→ **Task details**
Repeat the section of the Christmas questionnaire from "2.  In what" to "flake on it." word for word, keeping its spelling and punctuation unchanged.

→ **Selected extract**
## start

1.  What is your favorite thing about Christmas?  Well, usually, it snows in Germany, but Not in Cali. So I guess I like the music and the decorations the most.

2.  In what room do you usually set up your Christmas tree?  The living room

3.  Do you have more than one Christmas tree in your home? sometimes we have more, but our house is too small this year.

4.  Do you have a Christmas village? not really... But, I lived in a village in Germany, and everyone always went all out on Christmas lights.

5.  What does your Christmas stocking look like? Its blue, and it has a big snow flake on it.

6.  What is your favorite ornament on your Christmas tree?  Hmmm.. I've never thought about it. But there is one that we got for my old dog, its really cute.. lol

7.  What was your favorite Christmas gift last year?  LOL, I can't remember, but probably all the millions of cd's I got.

8. What was your favorite Christmas gift this year? Umm, probably my puppy, Cocoa.

## end

→ **Source material**
## start

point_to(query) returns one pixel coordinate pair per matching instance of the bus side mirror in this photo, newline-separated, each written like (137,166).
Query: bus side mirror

## end

→ **Task response**
2.  In what room do you usually set up your Christmas tree?  The living room

3.  Do you have more than one Christmas tree in your home? sometimes we have more, but our house is too small this year.

4.  Do you have a Christmas village? not really... But, I lived in a village in Germany, and everyone always went all out on Christmas lights.

5.  What does your Christmas stocking look like? Its blue, and it has a big snow flake on it.